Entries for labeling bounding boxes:
__________________________________________________

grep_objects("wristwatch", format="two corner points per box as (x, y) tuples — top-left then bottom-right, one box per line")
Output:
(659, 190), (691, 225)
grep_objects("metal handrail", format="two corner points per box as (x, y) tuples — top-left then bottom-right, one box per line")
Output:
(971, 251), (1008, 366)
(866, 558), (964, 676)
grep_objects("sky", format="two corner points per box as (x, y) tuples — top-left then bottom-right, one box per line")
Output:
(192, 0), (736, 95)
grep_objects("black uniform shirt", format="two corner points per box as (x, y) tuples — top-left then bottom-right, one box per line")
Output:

__________________________________________________

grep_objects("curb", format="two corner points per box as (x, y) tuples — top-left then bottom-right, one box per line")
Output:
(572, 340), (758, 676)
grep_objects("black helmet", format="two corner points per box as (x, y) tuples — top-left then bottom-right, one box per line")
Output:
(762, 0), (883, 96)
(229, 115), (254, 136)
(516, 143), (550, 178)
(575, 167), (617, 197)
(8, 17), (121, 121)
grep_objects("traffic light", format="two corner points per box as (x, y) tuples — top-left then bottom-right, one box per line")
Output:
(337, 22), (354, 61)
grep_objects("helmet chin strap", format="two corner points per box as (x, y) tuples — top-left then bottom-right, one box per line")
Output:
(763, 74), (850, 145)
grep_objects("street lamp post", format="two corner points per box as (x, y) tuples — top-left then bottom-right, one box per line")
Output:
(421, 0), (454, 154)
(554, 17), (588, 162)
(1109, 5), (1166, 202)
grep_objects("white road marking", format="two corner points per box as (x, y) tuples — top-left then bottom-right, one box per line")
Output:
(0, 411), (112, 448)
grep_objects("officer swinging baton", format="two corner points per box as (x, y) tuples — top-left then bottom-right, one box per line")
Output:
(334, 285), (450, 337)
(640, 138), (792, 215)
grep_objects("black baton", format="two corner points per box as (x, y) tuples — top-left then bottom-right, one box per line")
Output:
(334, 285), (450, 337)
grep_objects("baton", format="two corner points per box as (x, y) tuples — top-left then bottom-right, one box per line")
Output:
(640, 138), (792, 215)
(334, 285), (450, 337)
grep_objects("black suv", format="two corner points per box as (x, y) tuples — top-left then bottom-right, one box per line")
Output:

__________________________________________________

Report every line in the entries above that contains the string "black", with matching case.

Output for this task:
grep_objects("black uniform shirt", format="two corner points per box as (x, y) tuples — top-left then bottom-right, one box per line")
grep_objects("black helmet", format="two corner points per box as (x, y) tuples — top-left then bottom-right, one box per line")
grep_objects("black baton", format="two corner points per box as (x, y) tuples — top-left then bottom-right, one box per line")
grep_objects("black suv", format="two corner points per box as (x, y) tuples — top-left then bottom-right, one box per line")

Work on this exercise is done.